Physical characteristics
- Source: Muldrow Glacier
- • location: Denali National Park and Preserve
- • coordinates: 63°21′51″N 150°25′59″W﻿ / ﻿63.36417°N 150.43306°W
- • elevation: 3,117 ft (950 m)
- Mouth: Kantishna River
- • location: confluence with Birch Creek, 23 miles (37 km) east of Lake Minchumina
- • coordinates: 63°51′59″N 151°33′20″W﻿ / ﻿63.86639°N 151.55556°W
- • elevation: 646 ft (197 m)
- Length: 58 mi (93 km)

= McKinley River =

The McKinley River (Henteel no' Tl'o) is a 58 mi tributary of the Kantishna River in central Alaska in the United States. It drains an area on the north slope of the Alaska Range on the south edge of the Tanana Valley southwest of Fairbanks. The river issues from Muldrow Glacier in the northern Alaska Range in Denali National Park and Preserve, northeast of Denali. It flows through the tundra north of the Alaska Range in a generally northwest direction, joining Birch Creek to form the Kantishna River near Chilchukabena Lake.

The river was named McKinley Fork by A.H. Brooks in 1905. Other names or variants include Henteeth No' Tl'o and Hintusno' Dikats.

▶ **SOURCE MATERIAL**:
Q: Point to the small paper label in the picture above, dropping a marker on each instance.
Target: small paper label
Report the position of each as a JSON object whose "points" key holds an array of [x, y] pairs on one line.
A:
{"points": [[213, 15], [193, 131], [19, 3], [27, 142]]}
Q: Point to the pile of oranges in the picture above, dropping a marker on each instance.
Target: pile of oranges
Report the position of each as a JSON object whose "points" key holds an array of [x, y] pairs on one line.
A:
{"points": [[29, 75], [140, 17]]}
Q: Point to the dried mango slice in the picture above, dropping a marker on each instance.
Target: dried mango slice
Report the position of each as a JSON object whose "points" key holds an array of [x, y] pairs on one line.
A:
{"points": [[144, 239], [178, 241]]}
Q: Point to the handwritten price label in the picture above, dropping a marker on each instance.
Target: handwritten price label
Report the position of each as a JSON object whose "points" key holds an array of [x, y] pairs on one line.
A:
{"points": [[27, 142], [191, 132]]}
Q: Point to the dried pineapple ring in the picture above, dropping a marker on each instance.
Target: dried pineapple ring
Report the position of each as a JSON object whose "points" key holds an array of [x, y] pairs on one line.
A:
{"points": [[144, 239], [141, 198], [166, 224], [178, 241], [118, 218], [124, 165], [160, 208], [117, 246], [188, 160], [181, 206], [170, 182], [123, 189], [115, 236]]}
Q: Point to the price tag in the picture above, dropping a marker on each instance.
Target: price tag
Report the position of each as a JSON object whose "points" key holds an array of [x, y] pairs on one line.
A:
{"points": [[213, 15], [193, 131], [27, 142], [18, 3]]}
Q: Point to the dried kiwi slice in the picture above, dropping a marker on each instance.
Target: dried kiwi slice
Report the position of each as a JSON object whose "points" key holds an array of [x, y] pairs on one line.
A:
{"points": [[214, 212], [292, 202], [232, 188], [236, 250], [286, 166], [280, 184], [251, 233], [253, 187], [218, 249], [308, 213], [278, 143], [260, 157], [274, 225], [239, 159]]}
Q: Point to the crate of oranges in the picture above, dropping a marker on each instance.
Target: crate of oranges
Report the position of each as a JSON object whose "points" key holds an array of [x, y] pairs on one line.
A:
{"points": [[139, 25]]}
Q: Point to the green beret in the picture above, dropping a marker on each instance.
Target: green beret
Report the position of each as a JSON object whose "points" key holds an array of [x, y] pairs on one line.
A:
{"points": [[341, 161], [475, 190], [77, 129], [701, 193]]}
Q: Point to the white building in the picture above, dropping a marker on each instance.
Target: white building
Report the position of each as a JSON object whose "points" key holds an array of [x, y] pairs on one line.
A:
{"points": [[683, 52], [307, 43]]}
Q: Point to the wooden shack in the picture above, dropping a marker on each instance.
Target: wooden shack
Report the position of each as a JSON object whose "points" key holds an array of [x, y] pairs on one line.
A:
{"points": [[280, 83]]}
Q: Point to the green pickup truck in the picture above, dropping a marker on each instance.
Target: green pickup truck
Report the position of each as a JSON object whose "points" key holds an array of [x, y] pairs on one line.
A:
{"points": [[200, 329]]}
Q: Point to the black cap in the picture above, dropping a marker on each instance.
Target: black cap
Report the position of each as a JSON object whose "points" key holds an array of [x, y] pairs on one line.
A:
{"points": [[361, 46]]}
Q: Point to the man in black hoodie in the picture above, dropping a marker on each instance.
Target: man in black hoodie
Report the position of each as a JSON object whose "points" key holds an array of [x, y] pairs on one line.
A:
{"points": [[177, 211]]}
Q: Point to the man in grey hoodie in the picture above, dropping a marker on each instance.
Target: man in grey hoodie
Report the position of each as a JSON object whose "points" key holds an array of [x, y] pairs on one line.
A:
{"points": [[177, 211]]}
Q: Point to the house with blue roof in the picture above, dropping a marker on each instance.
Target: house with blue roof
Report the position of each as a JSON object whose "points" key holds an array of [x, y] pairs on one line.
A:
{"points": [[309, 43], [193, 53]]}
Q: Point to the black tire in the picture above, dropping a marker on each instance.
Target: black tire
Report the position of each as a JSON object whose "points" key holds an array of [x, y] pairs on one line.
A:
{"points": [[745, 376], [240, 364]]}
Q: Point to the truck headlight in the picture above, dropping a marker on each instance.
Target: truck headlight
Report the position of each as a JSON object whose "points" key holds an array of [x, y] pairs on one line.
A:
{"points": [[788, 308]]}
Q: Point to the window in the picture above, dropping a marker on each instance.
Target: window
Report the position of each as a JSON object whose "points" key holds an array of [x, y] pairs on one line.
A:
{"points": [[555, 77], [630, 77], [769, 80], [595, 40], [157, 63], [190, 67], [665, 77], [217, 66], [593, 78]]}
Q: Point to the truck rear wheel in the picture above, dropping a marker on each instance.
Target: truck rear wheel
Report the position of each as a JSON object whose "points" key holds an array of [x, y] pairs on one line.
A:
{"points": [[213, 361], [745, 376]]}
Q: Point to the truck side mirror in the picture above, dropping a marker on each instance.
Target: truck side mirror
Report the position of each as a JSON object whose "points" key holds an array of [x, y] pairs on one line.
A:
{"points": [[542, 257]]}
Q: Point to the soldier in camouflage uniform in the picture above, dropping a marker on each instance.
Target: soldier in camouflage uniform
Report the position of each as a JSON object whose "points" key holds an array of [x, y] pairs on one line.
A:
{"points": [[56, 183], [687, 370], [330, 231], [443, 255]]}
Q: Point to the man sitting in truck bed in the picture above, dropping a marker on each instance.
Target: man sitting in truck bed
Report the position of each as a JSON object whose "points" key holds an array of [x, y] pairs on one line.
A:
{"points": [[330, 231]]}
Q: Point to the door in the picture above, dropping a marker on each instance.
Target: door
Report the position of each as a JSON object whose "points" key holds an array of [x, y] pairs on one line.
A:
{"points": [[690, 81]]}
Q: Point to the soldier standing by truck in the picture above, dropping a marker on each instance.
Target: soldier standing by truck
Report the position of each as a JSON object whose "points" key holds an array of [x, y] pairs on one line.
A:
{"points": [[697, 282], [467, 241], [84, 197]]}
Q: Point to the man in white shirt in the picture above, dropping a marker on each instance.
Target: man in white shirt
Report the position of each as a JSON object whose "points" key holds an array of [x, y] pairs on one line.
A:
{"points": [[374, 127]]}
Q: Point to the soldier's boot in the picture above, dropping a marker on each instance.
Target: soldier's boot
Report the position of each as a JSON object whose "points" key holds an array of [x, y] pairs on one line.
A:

▶ **HOW TO COMPLETE THIS TASK**:
Answer these questions using the McKinley River text.
(a) Which glacier does the river issue from?
(b) What is the elevation at the river's mouth?
(c) Who gave the river the name McKinley Fork, and in what year?

▶ **WRITTEN ANSWER**:
(a) Muldrow Glacier
(b) 646 ft (197 m)
(c) A.H. Brooks, in 1905